**Short exercise:**
Copy out all of the items below, putting "polygon" wherever "segment" appears and leaving everything else unchanged.

**Data supplied:**
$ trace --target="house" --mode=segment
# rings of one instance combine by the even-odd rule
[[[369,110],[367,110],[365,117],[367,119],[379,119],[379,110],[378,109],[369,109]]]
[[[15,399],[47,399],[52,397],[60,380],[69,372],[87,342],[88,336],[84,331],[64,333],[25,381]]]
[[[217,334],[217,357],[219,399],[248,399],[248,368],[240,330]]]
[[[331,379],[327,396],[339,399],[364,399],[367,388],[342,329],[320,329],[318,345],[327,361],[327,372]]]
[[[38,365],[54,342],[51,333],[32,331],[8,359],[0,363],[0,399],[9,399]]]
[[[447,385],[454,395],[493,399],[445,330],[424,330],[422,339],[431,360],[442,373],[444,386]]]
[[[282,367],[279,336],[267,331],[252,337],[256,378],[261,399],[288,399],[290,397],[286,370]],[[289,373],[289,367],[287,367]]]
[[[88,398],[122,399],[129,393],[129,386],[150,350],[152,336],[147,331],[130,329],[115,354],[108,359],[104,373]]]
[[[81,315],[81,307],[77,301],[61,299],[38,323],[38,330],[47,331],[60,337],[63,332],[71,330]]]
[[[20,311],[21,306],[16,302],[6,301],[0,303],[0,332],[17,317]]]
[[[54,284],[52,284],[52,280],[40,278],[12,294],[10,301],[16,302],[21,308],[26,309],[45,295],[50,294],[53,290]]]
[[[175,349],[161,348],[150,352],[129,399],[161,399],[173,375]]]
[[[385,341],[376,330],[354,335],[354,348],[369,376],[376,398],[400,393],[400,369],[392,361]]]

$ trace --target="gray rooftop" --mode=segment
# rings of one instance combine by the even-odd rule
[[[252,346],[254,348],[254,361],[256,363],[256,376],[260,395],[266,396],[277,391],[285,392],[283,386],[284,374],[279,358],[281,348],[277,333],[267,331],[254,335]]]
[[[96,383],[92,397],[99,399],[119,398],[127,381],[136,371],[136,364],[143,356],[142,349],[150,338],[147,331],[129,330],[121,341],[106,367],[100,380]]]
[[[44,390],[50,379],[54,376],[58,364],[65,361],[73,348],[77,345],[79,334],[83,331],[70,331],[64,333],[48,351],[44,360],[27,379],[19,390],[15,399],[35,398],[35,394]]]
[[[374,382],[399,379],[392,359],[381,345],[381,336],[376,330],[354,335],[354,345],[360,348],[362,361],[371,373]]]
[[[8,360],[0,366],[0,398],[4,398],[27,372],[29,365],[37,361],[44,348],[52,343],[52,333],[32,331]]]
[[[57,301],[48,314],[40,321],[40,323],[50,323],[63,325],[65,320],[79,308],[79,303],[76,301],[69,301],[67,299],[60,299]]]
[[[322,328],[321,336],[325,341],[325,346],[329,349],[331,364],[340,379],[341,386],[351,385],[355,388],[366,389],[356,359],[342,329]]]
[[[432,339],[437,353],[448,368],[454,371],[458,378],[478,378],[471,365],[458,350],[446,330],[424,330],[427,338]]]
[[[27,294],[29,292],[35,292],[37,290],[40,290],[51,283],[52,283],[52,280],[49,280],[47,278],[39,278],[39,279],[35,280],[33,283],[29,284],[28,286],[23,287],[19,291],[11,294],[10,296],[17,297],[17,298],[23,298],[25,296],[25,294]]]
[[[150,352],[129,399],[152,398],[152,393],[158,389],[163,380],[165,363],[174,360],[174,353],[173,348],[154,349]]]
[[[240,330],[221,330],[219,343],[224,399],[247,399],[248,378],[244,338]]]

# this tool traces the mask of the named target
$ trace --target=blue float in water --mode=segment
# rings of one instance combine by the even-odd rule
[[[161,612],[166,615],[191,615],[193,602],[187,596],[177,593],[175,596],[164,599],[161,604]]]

**The answer:**
$ trace --target="house" --mode=polygon
# rings of one instance combine by the even-odd rule
[[[369,110],[367,110],[365,117],[367,119],[379,119],[379,110],[378,109],[369,109]]]
[[[15,399],[47,399],[52,397],[60,380],[69,372],[87,342],[88,336],[84,331],[64,333],[25,381]]]
[[[217,334],[217,357],[219,399],[248,399],[248,368],[240,330]]]
[[[331,379],[327,396],[339,399],[364,399],[367,388],[342,329],[320,329],[318,345],[327,361],[327,372]]]
[[[38,365],[54,342],[51,333],[32,331],[8,359],[0,363],[0,399],[9,399]]]
[[[447,385],[454,395],[493,399],[445,330],[424,330],[422,339],[431,360],[442,373],[444,386]]]
[[[282,367],[279,336],[267,331],[252,337],[256,378],[261,399],[288,399],[290,397],[286,370]],[[289,373],[289,367],[287,367]]]
[[[88,398],[122,399],[129,393],[129,386],[150,350],[152,336],[147,331],[130,329],[115,354],[108,359],[104,373]]]
[[[81,315],[81,307],[77,301],[61,299],[38,323],[38,330],[47,331],[60,337],[63,332],[71,330]]]
[[[20,311],[21,306],[16,302],[6,301],[0,303],[0,332],[17,317]]]
[[[54,284],[52,284],[52,280],[40,278],[12,294],[10,301],[16,302],[21,308],[26,309],[45,295],[50,294],[53,290]]]
[[[175,349],[161,348],[150,352],[129,399],[161,399],[173,375]]]
[[[385,341],[376,330],[354,335],[354,348],[369,376],[376,398],[400,393],[400,369],[392,361]]]

$ trace --target="gray rooftop" --mode=polygon
# rings of one instance combine by the even-odd rule
[[[252,346],[254,348],[254,361],[256,363],[256,376],[260,395],[266,396],[277,391],[285,392],[283,386],[284,374],[279,358],[281,348],[277,333],[267,331],[254,335]]]
[[[96,383],[92,397],[99,399],[119,398],[127,381],[136,371],[136,364],[143,356],[142,349],[150,338],[147,331],[129,330],[121,341],[106,367],[100,380]]]
[[[44,390],[50,379],[54,376],[58,364],[65,361],[73,348],[77,345],[79,334],[83,331],[70,331],[64,333],[48,351],[44,360],[27,379],[19,390],[15,399],[35,398],[35,394]]]
[[[374,382],[399,379],[392,359],[381,345],[381,336],[376,330],[354,335],[354,345],[360,348],[362,361],[371,373]]]
[[[8,360],[0,366],[0,398],[4,398],[27,372],[29,365],[37,361],[44,348],[52,343],[52,333],[32,331]]]
[[[57,301],[48,314],[40,321],[40,323],[50,323],[63,325],[65,320],[79,308],[79,303],[76,301],[69,301],[67,299],[60,299]]]
[[[322,328],[321,336],[325,341],[325,346],[329,349],[331,364],[340,379],[341,386],[351,385],[355,388],[366,389],[356,359],[342,329]]]
[[[432,339],[437,353],[448,368],[454,371],[458,378],[478,378],[471,365],[458,350],[446,330],[424,330],[427,338]]]
[[[27,294],[29,292],[35,292],[37,290],[40,290],[51,283],[52,283],[52,280],[49,280],[47,278],[39,278],[39,279],[35,280],[33,283],[29,284],[28,286],[23,287],[19,291],[11,294],[10,296],[17,297],[17,298],[23,298],[25,296],[25,294]]]
[[[150,352],[129,399],[152,398],[152,393],[158,389],[163,380],[165,363],[174,360],[174,353],[173,348],[154,349]]]
[[[240,330],[221,330],[219,343],[224,399],[247,399],[248,378],[244,338]]]

# this tool traces the mask of the named target
$ trace --target=blue float in water --mode=polygon
# rings of one instance combine by the even-odd rule
[[[161,612],[166,615],[191,615],[193,602],[187,596],[177,593],[175,596],[164,599],[161,604]]]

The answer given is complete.